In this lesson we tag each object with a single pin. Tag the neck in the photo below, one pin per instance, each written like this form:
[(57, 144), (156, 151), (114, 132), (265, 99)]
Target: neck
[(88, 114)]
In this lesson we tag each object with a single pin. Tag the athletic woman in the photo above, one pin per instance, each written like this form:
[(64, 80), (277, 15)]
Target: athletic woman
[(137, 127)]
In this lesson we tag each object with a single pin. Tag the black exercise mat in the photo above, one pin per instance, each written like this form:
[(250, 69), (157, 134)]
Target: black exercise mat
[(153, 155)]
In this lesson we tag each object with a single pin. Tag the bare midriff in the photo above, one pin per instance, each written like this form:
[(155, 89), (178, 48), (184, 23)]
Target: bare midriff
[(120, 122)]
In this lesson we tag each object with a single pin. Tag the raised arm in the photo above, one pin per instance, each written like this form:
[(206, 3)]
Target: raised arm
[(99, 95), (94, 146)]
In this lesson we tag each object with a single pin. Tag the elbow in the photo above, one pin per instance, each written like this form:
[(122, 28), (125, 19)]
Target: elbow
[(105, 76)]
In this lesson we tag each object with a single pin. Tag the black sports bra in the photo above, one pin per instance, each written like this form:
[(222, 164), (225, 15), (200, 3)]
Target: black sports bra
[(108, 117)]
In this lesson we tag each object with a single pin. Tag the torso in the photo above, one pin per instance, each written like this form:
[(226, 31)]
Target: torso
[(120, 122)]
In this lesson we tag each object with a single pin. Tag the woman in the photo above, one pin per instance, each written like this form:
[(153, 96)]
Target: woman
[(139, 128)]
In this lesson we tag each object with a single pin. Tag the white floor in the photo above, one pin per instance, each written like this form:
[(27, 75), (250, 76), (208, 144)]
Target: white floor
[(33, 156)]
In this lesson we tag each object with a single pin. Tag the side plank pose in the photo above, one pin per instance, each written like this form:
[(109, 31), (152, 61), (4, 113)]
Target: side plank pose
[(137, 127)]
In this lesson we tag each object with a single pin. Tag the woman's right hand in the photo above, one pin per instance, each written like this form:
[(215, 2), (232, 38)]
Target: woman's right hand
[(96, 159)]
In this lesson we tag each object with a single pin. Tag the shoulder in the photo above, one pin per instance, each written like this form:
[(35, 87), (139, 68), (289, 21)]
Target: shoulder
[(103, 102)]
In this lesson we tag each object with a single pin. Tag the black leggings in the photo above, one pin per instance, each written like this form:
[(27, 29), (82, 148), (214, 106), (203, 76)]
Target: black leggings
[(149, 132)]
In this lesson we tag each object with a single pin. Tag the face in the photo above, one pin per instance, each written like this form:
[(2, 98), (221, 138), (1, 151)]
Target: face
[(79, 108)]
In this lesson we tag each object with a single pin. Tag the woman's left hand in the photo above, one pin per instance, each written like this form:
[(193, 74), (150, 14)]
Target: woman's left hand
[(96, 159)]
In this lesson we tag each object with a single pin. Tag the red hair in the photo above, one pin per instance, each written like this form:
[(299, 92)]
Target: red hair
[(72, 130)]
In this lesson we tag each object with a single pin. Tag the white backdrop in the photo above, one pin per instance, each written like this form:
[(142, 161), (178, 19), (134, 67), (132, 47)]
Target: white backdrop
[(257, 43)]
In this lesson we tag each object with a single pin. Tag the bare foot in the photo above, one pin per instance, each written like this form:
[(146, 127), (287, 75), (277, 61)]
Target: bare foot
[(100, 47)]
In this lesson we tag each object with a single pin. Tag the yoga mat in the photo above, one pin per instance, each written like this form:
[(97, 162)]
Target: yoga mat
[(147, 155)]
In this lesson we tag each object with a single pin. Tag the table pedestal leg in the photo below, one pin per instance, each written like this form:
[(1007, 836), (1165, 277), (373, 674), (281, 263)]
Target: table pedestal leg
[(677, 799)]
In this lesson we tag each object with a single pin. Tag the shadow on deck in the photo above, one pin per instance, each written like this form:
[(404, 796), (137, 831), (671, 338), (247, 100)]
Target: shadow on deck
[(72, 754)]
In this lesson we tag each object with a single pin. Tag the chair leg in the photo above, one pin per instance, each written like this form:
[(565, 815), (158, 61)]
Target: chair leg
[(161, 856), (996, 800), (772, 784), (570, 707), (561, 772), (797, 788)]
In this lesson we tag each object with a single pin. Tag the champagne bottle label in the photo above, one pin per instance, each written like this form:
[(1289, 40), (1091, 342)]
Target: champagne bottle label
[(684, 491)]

== == ==

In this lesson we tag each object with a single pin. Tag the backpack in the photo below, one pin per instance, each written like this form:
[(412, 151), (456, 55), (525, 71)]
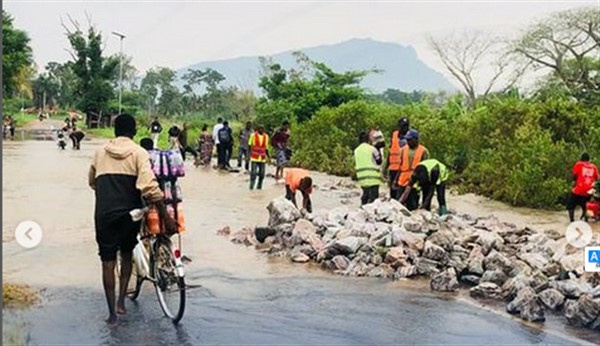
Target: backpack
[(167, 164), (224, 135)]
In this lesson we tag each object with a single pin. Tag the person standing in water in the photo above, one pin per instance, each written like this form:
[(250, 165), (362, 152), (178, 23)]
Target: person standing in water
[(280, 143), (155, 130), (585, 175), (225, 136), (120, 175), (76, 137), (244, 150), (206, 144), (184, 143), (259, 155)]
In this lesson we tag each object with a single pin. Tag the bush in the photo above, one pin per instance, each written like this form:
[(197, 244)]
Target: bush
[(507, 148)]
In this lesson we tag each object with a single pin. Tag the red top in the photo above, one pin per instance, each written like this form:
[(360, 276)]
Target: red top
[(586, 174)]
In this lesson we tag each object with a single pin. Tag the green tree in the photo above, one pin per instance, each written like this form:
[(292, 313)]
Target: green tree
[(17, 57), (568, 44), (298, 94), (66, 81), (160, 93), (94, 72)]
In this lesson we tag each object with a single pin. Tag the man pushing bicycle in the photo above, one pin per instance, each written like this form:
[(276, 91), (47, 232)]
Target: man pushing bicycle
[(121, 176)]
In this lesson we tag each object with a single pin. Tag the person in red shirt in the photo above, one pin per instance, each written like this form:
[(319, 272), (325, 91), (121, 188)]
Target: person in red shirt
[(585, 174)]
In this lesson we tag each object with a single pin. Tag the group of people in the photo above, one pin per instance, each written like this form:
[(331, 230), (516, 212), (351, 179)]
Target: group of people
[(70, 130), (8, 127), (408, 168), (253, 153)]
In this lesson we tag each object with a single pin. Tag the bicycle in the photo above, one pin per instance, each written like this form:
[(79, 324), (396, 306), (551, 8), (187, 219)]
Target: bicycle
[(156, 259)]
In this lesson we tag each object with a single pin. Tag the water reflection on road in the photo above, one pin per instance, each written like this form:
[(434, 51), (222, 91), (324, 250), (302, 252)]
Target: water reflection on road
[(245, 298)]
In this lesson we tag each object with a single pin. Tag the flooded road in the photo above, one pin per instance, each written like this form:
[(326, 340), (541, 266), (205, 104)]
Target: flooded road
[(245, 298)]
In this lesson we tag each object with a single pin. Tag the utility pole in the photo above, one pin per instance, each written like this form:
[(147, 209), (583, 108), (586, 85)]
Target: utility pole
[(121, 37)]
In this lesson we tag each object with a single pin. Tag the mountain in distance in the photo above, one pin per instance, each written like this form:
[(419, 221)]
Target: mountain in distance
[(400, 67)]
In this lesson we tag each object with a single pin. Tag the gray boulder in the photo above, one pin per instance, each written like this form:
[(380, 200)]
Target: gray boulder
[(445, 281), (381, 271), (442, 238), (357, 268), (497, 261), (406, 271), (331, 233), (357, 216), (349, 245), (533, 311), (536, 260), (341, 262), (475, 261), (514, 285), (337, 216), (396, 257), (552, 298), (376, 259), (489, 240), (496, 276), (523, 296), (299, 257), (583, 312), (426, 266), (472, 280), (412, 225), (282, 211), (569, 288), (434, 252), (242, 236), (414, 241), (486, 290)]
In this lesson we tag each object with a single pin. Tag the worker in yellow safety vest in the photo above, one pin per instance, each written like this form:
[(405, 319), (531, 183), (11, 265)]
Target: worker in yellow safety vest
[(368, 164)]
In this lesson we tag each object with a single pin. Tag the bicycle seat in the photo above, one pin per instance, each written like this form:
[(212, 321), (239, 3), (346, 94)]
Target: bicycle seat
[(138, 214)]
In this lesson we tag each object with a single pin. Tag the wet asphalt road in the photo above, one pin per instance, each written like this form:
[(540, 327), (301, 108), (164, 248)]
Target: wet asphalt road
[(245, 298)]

== == ==

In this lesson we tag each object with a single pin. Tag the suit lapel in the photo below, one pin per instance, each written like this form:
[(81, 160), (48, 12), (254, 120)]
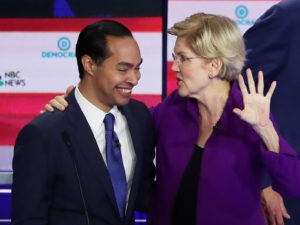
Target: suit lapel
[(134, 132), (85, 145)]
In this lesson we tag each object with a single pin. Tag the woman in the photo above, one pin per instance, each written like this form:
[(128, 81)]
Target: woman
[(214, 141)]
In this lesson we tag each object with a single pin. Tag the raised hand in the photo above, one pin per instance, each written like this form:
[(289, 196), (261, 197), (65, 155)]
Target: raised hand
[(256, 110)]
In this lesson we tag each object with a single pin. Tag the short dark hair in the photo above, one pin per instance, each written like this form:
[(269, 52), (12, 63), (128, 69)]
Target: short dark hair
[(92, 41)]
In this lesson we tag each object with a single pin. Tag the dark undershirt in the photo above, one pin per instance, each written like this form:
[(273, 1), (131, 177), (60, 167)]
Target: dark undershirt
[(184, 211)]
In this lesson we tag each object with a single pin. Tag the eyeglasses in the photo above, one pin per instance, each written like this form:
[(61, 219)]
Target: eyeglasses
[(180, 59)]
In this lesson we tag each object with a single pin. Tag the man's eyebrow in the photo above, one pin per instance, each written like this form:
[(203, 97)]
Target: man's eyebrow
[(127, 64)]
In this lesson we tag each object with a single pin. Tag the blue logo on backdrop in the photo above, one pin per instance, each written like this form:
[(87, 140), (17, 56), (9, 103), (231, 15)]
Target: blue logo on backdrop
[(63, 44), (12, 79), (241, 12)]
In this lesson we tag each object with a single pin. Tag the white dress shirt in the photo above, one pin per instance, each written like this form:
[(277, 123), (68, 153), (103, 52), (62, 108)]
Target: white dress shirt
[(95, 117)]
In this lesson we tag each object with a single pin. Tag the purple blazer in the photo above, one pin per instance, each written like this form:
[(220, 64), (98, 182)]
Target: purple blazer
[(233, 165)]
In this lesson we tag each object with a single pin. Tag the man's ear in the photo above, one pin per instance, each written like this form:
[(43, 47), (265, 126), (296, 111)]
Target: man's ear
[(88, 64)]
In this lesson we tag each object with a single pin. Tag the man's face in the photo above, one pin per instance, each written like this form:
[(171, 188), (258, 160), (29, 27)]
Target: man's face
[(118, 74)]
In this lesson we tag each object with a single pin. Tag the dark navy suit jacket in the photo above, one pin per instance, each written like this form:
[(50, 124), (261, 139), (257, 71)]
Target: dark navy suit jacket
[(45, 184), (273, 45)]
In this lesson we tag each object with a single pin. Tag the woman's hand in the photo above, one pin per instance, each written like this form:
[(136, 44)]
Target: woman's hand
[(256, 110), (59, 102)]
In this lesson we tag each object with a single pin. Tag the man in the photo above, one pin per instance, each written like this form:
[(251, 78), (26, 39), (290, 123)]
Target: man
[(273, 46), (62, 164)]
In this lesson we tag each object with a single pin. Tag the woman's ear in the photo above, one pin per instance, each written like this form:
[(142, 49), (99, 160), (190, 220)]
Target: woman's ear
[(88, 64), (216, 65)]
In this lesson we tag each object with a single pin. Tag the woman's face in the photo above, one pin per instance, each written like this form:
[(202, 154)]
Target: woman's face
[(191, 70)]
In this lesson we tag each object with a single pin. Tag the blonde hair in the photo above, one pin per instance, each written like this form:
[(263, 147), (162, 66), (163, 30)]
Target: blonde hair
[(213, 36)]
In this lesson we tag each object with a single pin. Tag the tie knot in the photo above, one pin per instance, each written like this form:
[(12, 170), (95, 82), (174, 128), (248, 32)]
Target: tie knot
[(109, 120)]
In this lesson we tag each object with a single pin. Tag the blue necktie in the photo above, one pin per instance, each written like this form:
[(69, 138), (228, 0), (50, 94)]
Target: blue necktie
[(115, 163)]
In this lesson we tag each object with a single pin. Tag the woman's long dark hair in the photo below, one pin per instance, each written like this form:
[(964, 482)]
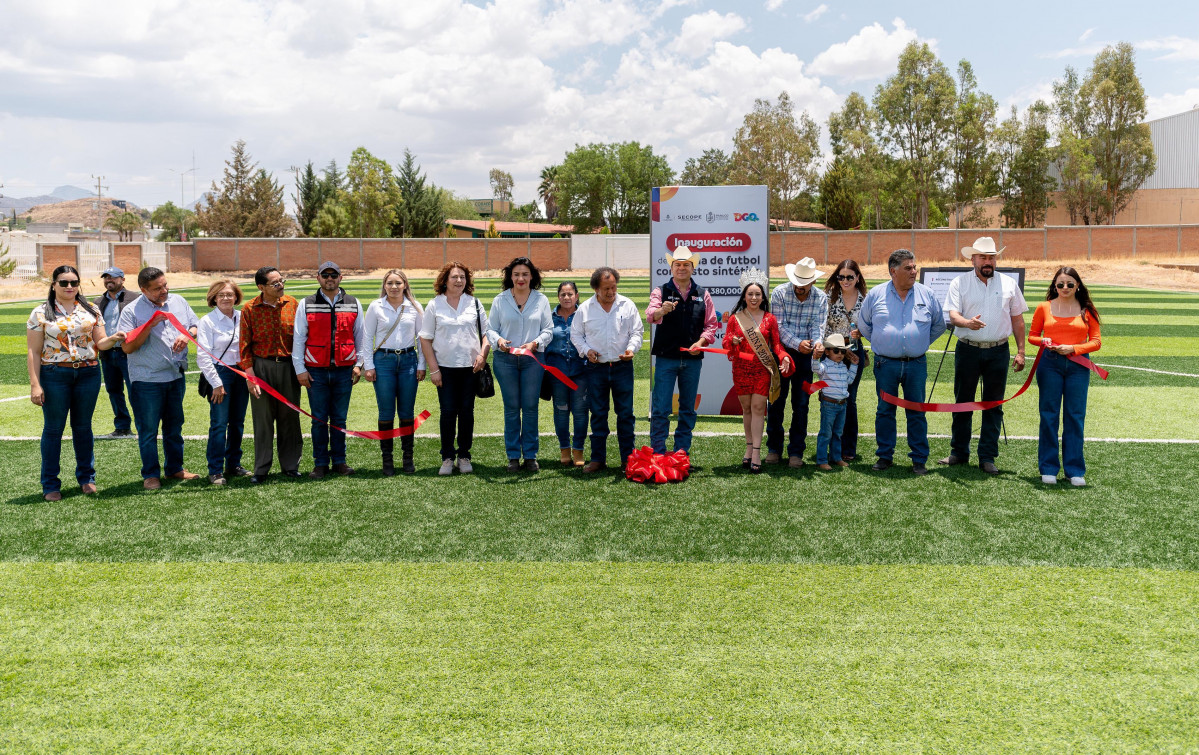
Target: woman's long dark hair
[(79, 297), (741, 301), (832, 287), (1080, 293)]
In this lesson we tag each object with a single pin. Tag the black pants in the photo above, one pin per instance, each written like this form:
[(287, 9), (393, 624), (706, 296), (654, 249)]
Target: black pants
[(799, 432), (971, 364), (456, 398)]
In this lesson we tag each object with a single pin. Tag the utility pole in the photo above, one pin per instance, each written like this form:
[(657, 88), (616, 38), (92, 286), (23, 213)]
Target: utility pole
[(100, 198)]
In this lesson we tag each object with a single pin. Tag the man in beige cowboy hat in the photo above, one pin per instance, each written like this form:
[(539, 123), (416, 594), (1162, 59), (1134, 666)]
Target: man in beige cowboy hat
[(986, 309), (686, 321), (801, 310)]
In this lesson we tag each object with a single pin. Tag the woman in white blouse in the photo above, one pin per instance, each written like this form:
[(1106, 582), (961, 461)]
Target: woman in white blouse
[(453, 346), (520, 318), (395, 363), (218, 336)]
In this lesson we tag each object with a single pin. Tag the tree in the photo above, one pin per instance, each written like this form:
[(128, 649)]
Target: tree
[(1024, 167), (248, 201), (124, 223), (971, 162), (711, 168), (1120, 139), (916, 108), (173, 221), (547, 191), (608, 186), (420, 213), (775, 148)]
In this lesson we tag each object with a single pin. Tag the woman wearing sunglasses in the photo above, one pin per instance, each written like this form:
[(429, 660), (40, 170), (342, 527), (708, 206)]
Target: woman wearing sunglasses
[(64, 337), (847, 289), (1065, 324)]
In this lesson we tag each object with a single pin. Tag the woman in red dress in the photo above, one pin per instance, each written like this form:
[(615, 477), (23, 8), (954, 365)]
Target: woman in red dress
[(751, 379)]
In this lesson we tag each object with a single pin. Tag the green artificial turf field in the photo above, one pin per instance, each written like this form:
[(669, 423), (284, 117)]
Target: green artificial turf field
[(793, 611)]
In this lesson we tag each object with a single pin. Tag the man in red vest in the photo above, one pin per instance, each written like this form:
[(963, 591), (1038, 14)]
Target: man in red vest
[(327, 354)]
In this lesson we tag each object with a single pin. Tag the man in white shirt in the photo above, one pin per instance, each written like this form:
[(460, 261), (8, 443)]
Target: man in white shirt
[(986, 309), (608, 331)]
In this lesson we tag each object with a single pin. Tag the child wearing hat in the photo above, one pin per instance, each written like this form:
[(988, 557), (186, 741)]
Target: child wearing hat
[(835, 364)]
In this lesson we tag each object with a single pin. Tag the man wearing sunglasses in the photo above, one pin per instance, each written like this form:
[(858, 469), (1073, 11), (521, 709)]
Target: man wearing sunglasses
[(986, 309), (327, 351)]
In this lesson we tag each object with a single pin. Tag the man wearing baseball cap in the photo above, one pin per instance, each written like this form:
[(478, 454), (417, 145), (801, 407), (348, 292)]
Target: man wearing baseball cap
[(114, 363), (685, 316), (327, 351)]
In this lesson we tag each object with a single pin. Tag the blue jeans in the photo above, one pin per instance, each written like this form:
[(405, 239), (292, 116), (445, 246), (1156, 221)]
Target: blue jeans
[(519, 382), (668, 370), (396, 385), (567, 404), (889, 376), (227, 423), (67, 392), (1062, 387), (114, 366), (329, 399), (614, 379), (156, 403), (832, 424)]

== == ==

In the material above, how many lines contain the string "below"? Respond with that number by itself.

5